### WRITTEN INSTRUCTION
Reproduce only the stretch of items from the start through the line containing "[222,258,606,402]", requests included and unchanged. Multiply every box coordinate in the answers by 2.15 and round each result to a whole number, with halves rounded up.

>> start INPUT

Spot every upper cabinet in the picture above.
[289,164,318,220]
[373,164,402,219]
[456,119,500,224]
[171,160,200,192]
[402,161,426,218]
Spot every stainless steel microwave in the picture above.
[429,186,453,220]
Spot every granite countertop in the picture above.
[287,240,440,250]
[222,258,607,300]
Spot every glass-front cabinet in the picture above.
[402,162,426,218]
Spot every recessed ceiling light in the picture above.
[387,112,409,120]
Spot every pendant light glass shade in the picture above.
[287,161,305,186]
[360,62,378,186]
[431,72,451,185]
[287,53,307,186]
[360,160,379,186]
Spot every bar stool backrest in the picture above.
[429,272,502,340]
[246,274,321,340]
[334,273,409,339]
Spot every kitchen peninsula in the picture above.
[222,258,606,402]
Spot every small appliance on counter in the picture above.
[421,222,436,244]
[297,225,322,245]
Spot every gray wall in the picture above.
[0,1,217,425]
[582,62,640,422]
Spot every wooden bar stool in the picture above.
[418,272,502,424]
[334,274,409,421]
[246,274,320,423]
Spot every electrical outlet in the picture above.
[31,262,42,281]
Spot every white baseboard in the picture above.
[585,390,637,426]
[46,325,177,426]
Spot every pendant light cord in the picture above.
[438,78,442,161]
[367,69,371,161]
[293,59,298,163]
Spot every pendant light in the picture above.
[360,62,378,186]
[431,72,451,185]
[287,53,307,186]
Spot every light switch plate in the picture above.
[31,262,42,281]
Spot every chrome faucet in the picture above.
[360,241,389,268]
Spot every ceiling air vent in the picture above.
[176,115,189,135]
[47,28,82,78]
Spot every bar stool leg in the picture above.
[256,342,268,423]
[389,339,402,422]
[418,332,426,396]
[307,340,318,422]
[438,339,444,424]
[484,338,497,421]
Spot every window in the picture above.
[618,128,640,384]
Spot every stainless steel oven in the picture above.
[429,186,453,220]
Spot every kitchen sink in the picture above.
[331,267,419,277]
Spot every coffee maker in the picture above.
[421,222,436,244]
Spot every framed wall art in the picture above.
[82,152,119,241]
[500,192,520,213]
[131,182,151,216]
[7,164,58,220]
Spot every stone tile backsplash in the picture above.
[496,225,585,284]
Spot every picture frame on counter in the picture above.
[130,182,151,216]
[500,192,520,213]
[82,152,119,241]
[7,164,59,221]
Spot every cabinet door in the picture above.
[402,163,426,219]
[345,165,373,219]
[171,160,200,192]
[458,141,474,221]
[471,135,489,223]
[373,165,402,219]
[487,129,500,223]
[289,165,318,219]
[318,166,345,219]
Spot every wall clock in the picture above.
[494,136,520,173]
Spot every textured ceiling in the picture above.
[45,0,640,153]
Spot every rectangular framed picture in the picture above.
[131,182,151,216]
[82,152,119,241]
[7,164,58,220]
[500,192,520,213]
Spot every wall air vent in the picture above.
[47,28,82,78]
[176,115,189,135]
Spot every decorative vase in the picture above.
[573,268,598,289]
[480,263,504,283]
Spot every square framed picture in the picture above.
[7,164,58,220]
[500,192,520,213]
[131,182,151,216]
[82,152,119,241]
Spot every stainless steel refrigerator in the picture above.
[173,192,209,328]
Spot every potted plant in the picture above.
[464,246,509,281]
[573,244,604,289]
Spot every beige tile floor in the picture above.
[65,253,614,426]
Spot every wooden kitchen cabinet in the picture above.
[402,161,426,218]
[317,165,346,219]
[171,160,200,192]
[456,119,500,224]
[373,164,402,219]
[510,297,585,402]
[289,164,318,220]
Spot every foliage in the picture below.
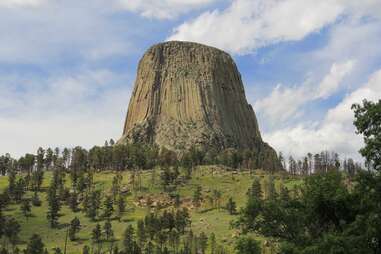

>> end INPUT

### WRITTEN ANSWER
Spot every upper cabinet in the picture above.
[621,353,684,473]
[802,353,864,471]
[980,256,1075,482]
[368,344,430,413]
[864,346,916,469]
Spot every stainless steel microwave in the picture above.
[922,400,974,473]
Spot every granite countertop in the picture above.
[617,516,946,538]
[477,555,1305,645]
Spot every glass-front cabinet in the picture above.
[864,348,916,469]
Spot every recessed ceiling light in the picture above.
[832,241,879,258]
Spot every pendant light glass shade in the picture above.
[617,346,656,400]
[774,133,813,400]
[927,155,970,398]
[617,114,660,400]
[774,344,815,400]
Spot every bar stool backrest in the picture above.
[922,585,1079,731]
[529,589,690,731]
[718,587,879,729]
Spot every kitchen peninsula in the picture above.
[477,555,1303,864]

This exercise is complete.